[BEGIN Selected excerpt]

Alright, Folks, it’s time for another outdoor safety post. Spring is hopefully right around the corner and where I come from we’ve been getting a lot of cold, dreary rain. Although thunderstorms tend to show up a bit later they can occur at any time and this rain has put them on my brain.
I do enjoy thunderstorms much more than this dismal weather we’re having however, it will hopefully be no shock (pun intended) to you that they can be a lot more dangerous. Thunderstorms mean lightning, which is one of the leading causes of weather-related death and injury in the US. So let’s talk about lightning safety in the outdoors.
Lightning is actually very interesting. In this post, we will not only talk about how to protect yourself from lightning-related injuries in the backcountry, but I’ll also try to throw in some interesting facts that you may not have known before.
What is lightning?
Lightning is a massive discharge of electricity. This electricity is actually built up as ice crystals within a cloud bump into each other. Each bump creates a bit of electrical charge. Most lightning never actually leaves the cloud but if enough positively charged particles on the ground attract the built-up negative charge in the cloud. A giant spark will occur between the two, and that’s when we see lightning connect with the earth.
Why is this important to us? Well, we don’t want to contribute to the positively charged particles that attract a direct strike!
How can it “strike” me?
These are the most significant lightning events and can carry 30,000 or more amps. They can reach over 5 miles in length and can raise the temperature of the air by 50,000 degrees F. Pretty powerful stuff. Direct strikes most often occur directly beneath the thundercloud however they can randomly strike horizontally up to 10 miles away from the storm.
But, contrary to what you may think, direct strikes (although very dangerous) are not the only, or even the most common, hazard associated with lightning.
These account for nearly 50% of lightning-related injuries. When lightning strikes the ground, it pumps electricity into the earth. The earth resists electrical flow so the ground current diminishes as the distance from the strike increases. The danger comes when a person is connected to the ground by two (or more) points of contact. The greater the difference in electrical current between these two points the more dangerous the currents that will be driven into and over a person’s body.
If you stand with your legs spread out or lay down, this increases the potential ground current difference. Farm animals like cows are vulnerable to ground currents because of their wide stances, and many are killed from lightning each year.
Stepped leaders are electrical currents that move down from the cloud as they are attracted by positively charged streamers moving up from the tops of elevated objects. When streamers connect with leaders this results in a direct strike from cloud to ground.
If your hair stands up, this is a sign that you are part of a streamer current. This means you are in imminent danger of a direct strike and the streamer current itself carries enough charge to cause injury or death.

[END Selected excerpt]
[BEGIN Given material]

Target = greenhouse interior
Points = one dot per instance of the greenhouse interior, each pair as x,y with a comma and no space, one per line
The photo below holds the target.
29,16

[END Given material]

### Aim of the exercise
Reproduce the passage of the lightning safety post starting at "If you stand" and ending at "cloud to ground.". The lines are separate material and have nothing to do with the lightning safety post.

### Task output
If you stand with your legs spread out or lay down, this increases the potential ground current difference. Farm animals like cows are vulnerable to ground currents because of their wide stances, and many are killed from lightning each year.
Stepped leaders are electrical currents that move down from the cloud as they are attracted by positively charged streamers moving up from the tops of elevated objects. When streamers connect with leaders this results in a direct strike from cloud to ground.